■ EXERCISE ■
Only the lines containing "girl" should appear in the answer, copied from the listing below.

◇ ◇ ◇ ◇ ◇

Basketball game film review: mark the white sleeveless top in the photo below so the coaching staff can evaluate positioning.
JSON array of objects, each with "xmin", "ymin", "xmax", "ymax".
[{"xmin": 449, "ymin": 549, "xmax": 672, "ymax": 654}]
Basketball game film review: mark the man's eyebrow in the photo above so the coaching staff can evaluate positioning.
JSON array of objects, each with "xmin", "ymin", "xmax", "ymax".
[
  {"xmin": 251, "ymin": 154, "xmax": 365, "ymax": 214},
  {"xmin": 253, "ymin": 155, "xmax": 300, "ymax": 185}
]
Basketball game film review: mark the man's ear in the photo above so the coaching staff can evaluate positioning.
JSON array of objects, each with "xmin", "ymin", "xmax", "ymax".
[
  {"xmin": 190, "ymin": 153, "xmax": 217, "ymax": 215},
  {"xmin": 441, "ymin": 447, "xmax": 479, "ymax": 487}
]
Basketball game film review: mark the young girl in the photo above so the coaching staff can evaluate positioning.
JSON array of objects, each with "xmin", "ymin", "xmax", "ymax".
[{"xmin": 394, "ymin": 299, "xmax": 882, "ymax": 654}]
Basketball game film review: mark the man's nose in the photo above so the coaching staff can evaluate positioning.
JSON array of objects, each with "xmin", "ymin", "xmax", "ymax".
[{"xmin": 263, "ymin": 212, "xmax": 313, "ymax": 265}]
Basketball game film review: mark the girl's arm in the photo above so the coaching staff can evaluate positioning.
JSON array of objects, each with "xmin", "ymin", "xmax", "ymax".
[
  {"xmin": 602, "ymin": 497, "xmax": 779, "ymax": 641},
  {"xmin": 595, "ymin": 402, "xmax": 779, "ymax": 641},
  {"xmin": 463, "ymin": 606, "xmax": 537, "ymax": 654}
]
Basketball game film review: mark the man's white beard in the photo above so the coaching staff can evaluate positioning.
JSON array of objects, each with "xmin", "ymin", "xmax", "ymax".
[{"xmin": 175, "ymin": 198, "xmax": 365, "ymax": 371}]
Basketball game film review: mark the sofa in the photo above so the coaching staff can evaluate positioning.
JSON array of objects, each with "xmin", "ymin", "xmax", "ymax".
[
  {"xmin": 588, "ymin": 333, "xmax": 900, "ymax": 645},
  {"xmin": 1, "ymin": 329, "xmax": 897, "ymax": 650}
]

◇ ◇ ◇ ◇ ◇

■ ANSWER BOX ■
Basketball game film review: mark the young girl in the photo above so the coaching staff can evaluate positioning.
Basketball game film review: mark the girl's arm in the photo above so the coaching staff can evaluate positioning.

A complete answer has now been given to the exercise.